[Kumpulan Soal]
1. Menurut berita tentang wafatnya KH Tolchah Hasan, di mana jenazahnya akan dimakamkan?
2. Temukan setiap baris dalam entri yang mengandung kata "line", lalu salin baris-baris itu.

[Teks Bacaan]
══════════

Cendekiawan NU KH M Tolchah Hasan Dimakamkan di Ponpes Bungkuk
Menteri Agama era Presiden Abdurrahman Wahid (Gus Dur), Prof Dr KH Muchammad Tolchah Hasan (83), Rabu (29/5/2019) pukul 14.10 WIB, meninggal setelah dirawat di Rumah Sakit Saiful Anwar, Malang.
Oleh
DAHLIA IRAWATI
·2 menit baca
MALANG, KOMPAS — Menteri Agama era Presiden Abdurrahman Wahid (Gus Dur), Prof Dr KH Muchammad Tolchah Hasan (83), Rabu (29/5/2019) pukul 14.10 WIB, meninggal setelah dirawat di Rumah Sakit Saiful Anwar, Malang. Sejak sebulan lalu, cendekiawan Nahdlatul Ulama tersebut menderita sakit metabolik dan kanker pencernaan. Menurut rencana, jenazah akan dimakamkan di makam keluarga Pondok Pesantren Bungkuk, Singosari, Malang.
Kiai Tolchah diketahui mulai sakit sekitar sebulan lalu. Dua minggu lalu, Mustasyar Pengurus Besar Nahdlatul Ulama (PBNU) tersebut dirawat di ICU Rumah Sakit Saiful Anwar, Malang.

══════════

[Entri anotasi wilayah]
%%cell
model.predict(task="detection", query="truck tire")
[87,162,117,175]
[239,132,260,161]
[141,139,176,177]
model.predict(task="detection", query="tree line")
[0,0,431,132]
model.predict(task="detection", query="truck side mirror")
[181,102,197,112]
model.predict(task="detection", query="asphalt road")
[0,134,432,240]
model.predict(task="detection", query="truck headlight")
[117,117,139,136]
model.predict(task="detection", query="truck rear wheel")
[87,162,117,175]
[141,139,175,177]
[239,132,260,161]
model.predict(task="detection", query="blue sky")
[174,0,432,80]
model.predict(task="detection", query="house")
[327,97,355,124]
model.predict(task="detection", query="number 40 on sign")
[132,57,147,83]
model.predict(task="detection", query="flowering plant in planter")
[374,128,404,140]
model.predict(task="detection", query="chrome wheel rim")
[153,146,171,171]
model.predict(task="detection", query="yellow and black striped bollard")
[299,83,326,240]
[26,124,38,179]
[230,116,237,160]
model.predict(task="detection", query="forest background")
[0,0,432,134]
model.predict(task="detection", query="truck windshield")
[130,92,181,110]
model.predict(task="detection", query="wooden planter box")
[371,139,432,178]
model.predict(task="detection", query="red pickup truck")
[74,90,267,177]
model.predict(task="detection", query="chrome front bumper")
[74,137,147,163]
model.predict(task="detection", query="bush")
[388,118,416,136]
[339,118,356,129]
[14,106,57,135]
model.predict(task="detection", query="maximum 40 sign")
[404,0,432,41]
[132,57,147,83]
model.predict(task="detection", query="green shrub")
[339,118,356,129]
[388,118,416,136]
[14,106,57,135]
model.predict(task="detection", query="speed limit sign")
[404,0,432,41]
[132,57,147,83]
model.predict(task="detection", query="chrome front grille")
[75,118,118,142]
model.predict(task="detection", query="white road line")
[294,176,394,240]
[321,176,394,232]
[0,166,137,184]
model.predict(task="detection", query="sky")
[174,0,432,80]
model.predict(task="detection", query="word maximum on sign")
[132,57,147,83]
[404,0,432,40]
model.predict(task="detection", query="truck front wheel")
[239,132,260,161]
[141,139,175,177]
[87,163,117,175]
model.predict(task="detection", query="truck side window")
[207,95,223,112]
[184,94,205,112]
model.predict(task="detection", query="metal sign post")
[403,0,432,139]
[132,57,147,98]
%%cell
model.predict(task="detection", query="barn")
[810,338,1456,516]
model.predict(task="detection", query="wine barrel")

══════════

[Jawaban Tiap Soal]
1. Di makam keluarga Pondok Pesantren Bungkuk, Singosari, Malang.

2.
model.predict(task="detection", query="tree line")
model.predict(task="detection", query="white road line")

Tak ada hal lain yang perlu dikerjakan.